# [EXERCISE REQUIREMENTS]
Tally the lines of the records that contain the string "triangle", then give the total and nothing more.

(Records contained in a dataset)
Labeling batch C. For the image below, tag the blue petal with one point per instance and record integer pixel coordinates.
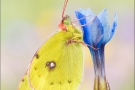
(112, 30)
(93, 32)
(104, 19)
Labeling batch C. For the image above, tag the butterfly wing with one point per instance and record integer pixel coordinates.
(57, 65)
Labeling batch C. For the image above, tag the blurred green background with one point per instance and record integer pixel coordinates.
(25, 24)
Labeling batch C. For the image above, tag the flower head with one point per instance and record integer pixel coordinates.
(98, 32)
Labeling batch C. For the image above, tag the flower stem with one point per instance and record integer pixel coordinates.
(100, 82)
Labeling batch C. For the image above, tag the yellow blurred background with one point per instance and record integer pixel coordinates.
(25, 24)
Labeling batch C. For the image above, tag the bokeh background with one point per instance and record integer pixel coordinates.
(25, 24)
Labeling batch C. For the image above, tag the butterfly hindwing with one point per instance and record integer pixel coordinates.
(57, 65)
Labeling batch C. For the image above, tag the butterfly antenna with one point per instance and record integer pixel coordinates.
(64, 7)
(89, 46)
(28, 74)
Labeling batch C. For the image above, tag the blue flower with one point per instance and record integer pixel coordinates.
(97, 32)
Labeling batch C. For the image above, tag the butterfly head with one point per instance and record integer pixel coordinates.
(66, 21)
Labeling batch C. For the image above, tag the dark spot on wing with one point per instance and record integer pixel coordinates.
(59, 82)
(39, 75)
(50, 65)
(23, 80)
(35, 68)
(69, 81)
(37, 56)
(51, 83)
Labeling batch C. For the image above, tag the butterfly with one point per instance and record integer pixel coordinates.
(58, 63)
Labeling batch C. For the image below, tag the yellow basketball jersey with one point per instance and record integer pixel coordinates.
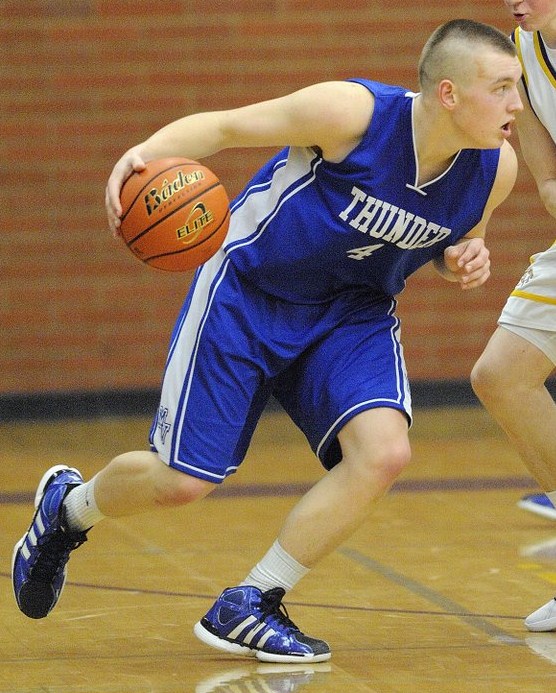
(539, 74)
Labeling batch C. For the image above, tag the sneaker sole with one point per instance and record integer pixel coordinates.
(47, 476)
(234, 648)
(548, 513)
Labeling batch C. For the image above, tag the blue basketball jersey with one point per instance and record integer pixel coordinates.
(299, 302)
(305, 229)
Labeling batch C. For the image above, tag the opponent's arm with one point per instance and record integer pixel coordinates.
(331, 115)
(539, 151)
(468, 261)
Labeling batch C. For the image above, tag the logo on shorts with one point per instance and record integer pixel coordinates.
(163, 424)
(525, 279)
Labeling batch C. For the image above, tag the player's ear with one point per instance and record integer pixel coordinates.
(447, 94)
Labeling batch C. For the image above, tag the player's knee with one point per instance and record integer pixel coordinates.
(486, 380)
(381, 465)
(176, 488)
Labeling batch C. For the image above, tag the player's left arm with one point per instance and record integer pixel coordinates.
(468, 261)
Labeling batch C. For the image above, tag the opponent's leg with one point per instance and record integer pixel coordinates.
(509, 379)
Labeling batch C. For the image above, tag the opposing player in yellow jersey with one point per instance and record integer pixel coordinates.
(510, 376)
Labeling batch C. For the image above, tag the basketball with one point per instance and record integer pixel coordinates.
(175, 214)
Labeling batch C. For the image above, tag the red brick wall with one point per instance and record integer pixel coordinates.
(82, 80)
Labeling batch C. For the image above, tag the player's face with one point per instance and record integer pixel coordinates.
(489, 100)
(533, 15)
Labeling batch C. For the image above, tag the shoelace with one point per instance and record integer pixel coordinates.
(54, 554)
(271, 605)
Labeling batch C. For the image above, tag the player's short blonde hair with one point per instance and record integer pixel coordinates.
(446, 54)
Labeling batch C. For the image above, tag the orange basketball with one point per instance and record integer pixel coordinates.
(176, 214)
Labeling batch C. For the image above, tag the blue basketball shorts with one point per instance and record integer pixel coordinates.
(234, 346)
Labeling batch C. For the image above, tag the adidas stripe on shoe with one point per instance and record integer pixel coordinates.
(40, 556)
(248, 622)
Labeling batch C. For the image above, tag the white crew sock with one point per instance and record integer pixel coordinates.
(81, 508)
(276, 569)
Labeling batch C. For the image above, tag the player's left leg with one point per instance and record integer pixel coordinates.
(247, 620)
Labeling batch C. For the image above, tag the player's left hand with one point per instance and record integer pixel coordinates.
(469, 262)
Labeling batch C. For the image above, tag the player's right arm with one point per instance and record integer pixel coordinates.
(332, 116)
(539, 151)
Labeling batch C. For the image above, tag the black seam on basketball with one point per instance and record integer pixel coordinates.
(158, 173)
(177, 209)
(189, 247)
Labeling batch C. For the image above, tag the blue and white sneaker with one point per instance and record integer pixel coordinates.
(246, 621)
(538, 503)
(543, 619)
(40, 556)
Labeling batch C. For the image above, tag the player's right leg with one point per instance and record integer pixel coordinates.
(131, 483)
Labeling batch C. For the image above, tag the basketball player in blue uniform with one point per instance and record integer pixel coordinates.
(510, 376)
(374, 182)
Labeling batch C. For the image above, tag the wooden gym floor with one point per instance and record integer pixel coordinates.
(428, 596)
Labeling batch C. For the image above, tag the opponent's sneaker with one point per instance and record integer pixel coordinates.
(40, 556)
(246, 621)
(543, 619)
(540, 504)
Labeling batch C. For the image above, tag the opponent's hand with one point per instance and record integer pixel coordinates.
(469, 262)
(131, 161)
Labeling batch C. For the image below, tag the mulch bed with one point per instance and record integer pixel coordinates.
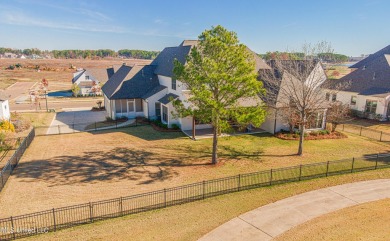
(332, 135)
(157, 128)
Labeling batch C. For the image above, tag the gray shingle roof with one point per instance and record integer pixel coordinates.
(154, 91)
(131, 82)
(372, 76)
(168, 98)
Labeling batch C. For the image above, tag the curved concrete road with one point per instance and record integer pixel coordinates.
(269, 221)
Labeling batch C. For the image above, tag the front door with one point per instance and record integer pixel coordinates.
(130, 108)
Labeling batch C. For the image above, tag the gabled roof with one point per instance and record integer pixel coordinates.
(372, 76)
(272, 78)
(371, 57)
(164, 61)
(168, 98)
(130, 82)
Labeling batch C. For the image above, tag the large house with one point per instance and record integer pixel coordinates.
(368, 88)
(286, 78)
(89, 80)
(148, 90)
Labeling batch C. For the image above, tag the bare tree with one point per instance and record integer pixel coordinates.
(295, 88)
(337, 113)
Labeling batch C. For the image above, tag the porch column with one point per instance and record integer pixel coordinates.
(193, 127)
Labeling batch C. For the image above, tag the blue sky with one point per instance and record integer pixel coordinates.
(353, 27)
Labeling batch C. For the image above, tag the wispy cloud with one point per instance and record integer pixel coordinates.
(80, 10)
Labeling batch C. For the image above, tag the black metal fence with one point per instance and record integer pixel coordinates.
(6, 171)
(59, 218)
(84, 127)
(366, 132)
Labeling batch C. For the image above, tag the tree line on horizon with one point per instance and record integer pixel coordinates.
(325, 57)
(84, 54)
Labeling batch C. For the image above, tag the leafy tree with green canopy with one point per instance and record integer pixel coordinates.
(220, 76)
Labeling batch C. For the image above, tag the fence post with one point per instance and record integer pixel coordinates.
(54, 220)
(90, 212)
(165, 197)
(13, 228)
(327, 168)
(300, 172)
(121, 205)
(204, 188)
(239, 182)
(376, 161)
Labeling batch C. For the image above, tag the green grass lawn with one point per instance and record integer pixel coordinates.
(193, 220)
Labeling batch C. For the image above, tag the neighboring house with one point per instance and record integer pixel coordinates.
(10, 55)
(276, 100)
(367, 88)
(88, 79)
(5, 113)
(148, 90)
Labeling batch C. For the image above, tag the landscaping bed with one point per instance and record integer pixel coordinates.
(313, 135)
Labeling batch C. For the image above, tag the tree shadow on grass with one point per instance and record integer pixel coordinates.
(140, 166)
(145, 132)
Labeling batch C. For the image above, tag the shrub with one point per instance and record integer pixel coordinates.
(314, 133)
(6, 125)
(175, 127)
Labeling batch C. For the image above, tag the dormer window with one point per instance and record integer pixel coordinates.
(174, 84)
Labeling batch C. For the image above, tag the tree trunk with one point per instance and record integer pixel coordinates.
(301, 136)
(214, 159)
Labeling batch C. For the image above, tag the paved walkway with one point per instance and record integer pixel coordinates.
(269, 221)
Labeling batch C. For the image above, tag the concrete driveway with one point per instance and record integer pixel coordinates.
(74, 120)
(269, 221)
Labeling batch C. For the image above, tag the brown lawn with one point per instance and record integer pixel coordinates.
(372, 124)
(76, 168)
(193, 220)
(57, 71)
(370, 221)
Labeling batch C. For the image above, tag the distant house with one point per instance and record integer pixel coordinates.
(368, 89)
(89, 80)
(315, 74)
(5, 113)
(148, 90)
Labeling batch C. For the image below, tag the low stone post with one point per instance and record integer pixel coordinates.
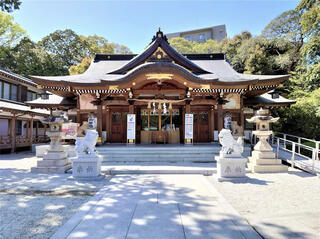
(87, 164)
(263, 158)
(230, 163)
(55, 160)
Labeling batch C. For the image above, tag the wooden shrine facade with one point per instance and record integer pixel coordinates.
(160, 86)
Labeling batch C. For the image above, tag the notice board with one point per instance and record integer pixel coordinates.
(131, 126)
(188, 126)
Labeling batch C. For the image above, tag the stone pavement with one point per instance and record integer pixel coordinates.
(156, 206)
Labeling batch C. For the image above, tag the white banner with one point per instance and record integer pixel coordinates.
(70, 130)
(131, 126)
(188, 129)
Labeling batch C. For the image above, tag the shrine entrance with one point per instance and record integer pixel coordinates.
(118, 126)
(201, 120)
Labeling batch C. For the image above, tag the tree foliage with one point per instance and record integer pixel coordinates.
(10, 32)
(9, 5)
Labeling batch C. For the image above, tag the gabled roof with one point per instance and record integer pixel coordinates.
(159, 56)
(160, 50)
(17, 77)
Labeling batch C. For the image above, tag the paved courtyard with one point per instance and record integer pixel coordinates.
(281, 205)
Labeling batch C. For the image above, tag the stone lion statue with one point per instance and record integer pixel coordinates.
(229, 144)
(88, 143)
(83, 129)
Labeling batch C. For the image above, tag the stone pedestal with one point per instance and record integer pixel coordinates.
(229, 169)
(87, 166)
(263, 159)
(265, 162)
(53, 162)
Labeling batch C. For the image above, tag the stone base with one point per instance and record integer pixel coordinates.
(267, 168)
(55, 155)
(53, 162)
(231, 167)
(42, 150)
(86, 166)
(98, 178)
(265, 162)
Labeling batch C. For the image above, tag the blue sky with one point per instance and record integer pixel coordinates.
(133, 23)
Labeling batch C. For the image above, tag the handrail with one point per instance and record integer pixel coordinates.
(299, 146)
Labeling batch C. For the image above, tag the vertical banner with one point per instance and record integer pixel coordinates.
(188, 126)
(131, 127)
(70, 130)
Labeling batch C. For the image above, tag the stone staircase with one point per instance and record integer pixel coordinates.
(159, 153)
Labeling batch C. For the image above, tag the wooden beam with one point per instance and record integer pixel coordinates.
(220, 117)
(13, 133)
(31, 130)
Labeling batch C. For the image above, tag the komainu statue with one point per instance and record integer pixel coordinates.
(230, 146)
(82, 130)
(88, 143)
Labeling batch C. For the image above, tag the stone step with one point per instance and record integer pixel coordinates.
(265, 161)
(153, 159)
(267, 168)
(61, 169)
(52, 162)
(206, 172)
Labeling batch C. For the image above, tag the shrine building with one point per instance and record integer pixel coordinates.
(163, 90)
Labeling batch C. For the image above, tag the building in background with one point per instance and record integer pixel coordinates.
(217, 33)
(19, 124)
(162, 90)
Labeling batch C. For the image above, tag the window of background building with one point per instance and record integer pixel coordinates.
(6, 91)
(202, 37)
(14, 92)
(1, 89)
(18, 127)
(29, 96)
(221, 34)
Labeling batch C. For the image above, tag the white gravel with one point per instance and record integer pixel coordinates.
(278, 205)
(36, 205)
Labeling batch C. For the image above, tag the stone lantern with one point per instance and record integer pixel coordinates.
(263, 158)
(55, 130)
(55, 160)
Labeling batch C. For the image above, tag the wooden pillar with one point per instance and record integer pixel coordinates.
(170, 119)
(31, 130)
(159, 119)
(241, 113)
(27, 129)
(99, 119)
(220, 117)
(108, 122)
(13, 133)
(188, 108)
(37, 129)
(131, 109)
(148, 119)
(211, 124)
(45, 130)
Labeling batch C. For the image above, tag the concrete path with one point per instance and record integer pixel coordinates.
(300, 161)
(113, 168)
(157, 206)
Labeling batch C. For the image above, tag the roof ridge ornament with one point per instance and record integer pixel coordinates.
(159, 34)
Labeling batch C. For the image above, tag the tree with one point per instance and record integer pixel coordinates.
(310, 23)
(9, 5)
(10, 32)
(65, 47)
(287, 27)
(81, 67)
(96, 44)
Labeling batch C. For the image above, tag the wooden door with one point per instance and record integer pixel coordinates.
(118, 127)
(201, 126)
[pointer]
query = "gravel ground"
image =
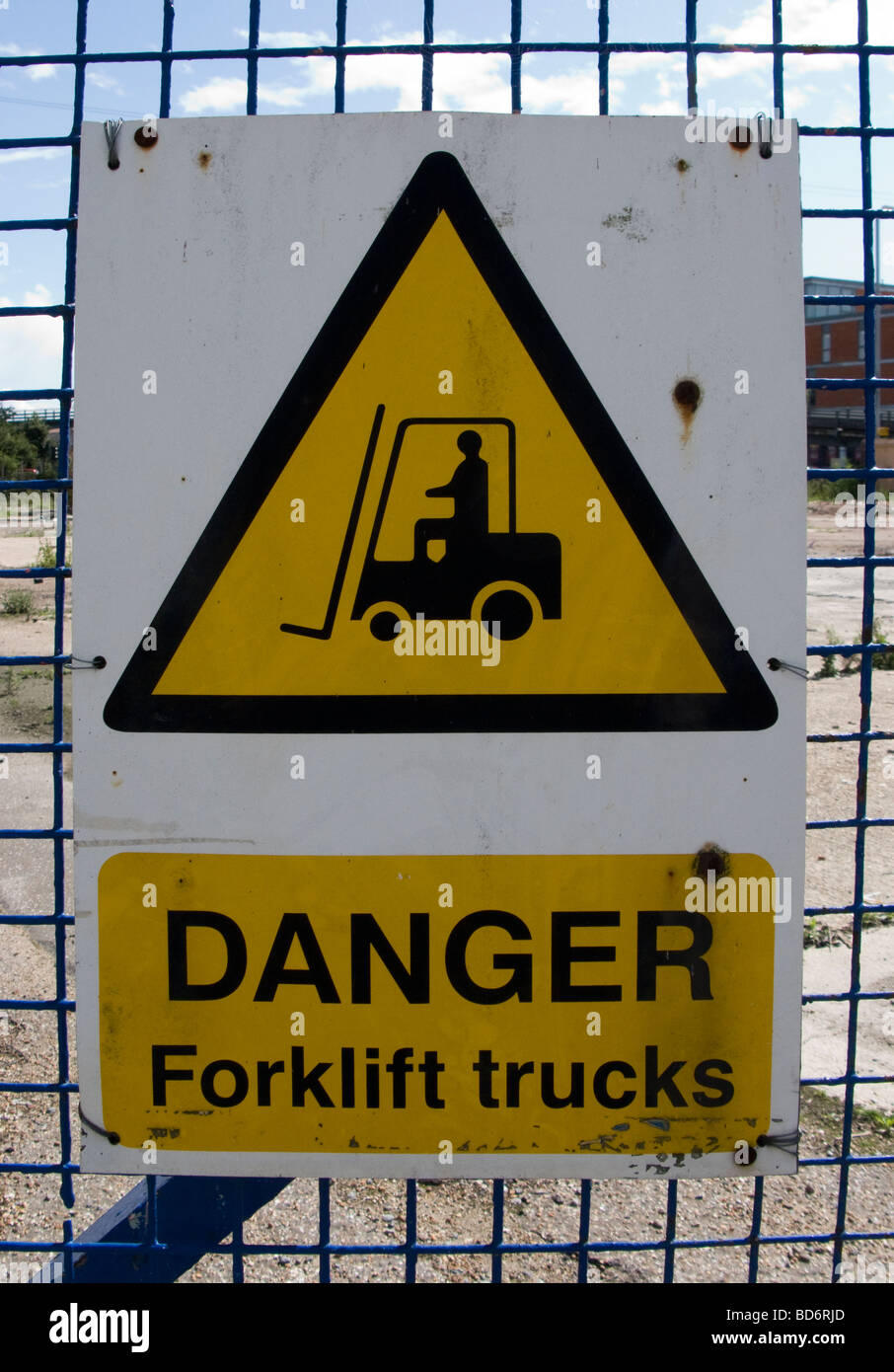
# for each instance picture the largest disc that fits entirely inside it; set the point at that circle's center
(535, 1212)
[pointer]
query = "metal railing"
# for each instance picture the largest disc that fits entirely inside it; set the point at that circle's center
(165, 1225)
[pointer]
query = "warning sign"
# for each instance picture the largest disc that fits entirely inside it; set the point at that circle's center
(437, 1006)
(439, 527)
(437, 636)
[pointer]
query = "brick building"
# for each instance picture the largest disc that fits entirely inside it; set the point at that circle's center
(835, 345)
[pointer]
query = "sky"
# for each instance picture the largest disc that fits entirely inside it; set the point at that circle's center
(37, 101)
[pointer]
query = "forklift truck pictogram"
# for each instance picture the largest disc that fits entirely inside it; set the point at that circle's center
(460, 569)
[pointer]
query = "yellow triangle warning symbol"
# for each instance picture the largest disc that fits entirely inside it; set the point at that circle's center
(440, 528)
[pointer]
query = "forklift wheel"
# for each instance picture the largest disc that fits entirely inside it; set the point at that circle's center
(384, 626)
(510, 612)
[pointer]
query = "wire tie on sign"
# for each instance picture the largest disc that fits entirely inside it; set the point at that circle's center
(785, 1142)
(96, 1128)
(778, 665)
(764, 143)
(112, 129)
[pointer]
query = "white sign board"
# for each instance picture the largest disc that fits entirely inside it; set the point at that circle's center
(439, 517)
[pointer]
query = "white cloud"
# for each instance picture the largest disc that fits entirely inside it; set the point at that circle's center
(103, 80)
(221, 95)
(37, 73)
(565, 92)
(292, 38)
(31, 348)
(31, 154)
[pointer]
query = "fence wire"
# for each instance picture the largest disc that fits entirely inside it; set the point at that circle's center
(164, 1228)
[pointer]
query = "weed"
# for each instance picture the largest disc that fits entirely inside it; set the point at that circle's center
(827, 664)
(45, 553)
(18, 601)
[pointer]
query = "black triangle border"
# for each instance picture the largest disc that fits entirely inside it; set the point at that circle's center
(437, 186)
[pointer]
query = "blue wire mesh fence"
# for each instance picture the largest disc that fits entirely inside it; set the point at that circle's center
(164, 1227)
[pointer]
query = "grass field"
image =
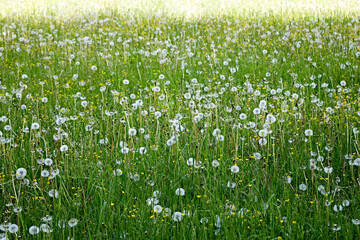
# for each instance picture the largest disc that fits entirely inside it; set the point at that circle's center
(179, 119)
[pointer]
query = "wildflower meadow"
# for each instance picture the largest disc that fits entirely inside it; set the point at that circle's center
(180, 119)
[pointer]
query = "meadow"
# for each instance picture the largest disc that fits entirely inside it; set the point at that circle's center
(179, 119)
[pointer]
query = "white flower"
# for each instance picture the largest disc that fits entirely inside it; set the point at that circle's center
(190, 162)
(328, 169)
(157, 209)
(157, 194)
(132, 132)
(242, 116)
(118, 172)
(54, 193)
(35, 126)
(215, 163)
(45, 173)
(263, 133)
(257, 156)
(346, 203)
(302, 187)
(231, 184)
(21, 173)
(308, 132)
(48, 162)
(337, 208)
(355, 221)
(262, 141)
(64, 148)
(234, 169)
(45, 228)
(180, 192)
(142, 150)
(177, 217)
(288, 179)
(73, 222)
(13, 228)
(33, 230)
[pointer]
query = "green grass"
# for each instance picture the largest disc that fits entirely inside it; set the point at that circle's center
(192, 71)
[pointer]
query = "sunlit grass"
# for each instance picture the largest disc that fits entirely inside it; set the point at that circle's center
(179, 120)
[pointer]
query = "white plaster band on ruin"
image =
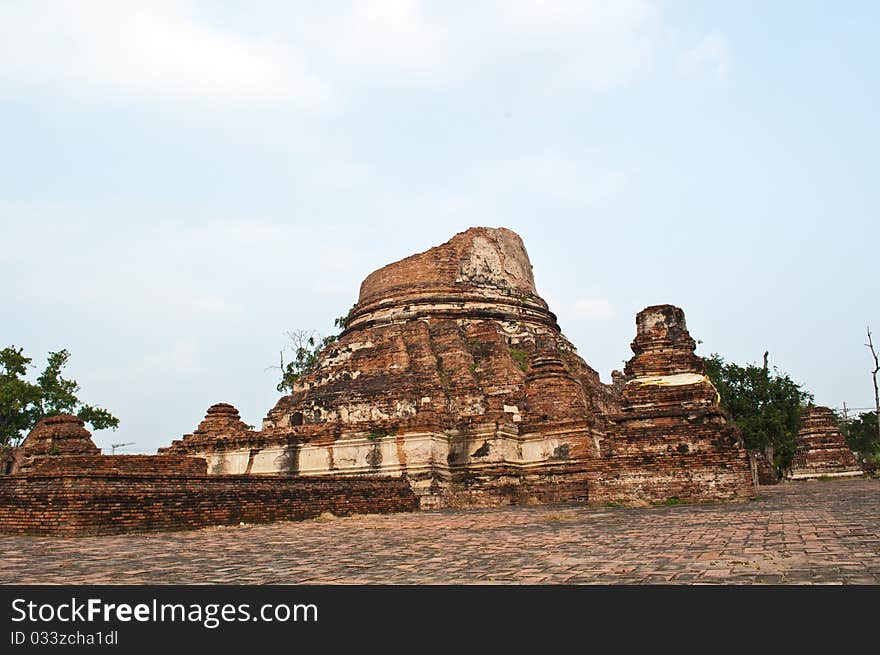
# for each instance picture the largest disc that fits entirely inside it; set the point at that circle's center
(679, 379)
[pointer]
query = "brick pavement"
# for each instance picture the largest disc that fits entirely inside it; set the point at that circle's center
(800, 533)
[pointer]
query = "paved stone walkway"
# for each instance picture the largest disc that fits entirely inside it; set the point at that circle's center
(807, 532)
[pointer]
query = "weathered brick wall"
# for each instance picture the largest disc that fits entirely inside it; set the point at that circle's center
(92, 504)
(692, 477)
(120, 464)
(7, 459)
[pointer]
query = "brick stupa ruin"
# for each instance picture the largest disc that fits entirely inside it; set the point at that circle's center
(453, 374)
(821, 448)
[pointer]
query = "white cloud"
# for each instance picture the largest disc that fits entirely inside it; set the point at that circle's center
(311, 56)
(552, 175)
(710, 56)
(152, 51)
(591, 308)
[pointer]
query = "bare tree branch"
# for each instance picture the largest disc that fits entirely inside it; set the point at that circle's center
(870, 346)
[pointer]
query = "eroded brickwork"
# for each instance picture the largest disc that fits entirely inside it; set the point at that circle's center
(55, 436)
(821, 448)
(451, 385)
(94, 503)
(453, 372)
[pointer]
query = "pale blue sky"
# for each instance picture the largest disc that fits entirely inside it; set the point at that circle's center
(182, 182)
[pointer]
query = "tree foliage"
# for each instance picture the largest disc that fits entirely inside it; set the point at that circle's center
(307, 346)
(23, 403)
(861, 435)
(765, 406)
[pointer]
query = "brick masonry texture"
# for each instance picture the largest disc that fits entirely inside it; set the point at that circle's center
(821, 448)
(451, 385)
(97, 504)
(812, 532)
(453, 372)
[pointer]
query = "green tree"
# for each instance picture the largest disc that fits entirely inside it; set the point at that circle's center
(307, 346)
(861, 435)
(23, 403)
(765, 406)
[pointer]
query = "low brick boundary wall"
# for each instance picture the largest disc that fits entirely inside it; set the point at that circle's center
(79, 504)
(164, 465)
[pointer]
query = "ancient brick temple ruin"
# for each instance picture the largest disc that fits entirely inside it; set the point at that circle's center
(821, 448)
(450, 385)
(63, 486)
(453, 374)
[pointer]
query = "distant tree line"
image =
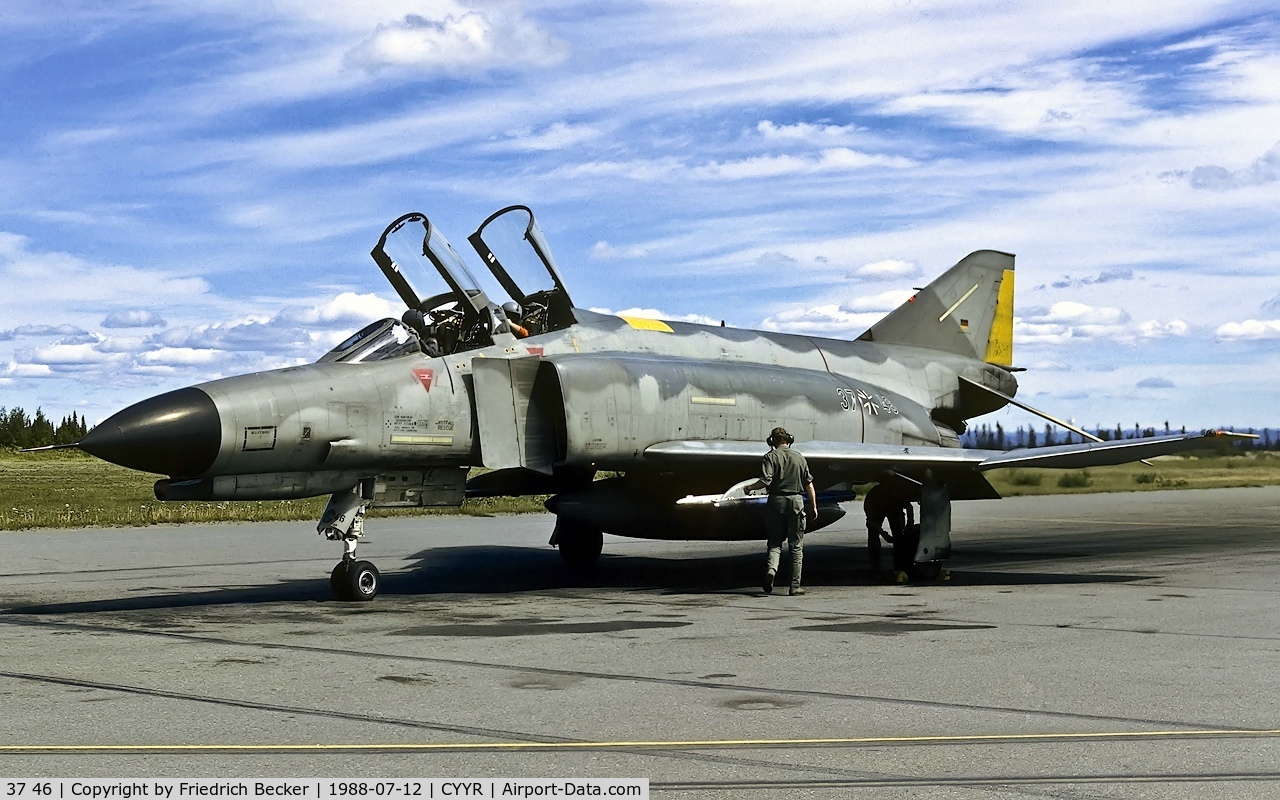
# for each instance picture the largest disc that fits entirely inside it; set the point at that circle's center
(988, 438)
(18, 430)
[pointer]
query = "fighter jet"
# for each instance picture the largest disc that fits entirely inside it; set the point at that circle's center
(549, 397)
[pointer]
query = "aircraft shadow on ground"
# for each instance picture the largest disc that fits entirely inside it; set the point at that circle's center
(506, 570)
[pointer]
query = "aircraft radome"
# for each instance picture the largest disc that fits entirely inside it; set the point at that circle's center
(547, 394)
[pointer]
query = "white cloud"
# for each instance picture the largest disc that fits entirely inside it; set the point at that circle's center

# [SOLVED EXERCISE]
2